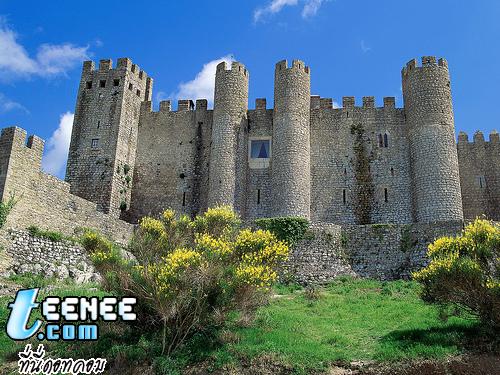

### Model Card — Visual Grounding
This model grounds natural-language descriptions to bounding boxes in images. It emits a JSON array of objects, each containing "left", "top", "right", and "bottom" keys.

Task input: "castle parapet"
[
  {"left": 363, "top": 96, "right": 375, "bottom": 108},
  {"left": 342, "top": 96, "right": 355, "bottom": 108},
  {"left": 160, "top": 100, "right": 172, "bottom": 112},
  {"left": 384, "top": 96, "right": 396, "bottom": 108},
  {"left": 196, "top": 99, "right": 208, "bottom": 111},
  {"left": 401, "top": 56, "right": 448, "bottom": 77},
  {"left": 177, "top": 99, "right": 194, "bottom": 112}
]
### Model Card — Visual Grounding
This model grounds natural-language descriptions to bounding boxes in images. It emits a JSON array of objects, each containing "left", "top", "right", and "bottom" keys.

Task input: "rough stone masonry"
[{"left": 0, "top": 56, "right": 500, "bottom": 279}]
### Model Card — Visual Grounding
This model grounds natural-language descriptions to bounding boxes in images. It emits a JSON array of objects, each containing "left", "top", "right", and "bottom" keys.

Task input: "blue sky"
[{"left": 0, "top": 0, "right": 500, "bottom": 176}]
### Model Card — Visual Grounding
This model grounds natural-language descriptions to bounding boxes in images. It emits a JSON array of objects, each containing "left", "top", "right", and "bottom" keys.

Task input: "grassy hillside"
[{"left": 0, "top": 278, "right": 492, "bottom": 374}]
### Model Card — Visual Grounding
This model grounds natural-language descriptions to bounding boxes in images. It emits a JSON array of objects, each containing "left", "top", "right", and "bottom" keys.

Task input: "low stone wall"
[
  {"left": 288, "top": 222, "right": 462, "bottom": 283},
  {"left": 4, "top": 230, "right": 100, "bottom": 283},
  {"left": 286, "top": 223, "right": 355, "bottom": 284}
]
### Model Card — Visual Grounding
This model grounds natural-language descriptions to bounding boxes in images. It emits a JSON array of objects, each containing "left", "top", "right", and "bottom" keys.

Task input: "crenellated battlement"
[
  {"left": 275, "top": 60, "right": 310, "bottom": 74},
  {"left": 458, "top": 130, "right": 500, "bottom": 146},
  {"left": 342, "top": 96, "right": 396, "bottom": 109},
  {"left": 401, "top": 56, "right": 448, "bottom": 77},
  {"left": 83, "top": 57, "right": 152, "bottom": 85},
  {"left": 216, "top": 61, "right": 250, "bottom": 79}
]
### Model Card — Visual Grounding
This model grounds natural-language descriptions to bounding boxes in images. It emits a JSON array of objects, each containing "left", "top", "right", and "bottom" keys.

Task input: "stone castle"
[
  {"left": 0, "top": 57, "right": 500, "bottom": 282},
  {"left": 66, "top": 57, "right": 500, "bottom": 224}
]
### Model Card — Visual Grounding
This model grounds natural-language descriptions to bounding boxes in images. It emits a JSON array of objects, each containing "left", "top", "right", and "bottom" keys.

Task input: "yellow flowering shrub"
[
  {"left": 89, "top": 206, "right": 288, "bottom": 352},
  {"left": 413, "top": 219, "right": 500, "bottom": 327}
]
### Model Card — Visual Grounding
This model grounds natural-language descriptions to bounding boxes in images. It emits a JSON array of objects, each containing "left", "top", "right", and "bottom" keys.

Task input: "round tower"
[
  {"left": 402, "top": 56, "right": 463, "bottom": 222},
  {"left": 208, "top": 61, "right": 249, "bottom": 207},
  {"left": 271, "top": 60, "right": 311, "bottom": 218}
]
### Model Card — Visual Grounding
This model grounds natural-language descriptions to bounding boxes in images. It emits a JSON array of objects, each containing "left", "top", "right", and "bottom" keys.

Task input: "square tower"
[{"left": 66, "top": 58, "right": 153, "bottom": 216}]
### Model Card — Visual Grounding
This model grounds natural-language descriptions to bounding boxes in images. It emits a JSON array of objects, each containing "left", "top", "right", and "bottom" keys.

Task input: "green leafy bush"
*-*-*
Which lines in the rows above contain the string "Task"? Pull out every one of them, and treat uppercase and lowercase letters as different.

Task input: "castle parapet"
Task input: "rough stone masonry"
Task input: "blue sky"
Task input: "grassy hillside"
Task input: "low stone wall"
Task input: "crenellated battlement"
Task input: "stone castle"
Task input: "yellow flowering shrub"
Task input: "round tower"
Task input: "square tower"
Task input: "green leafy bush"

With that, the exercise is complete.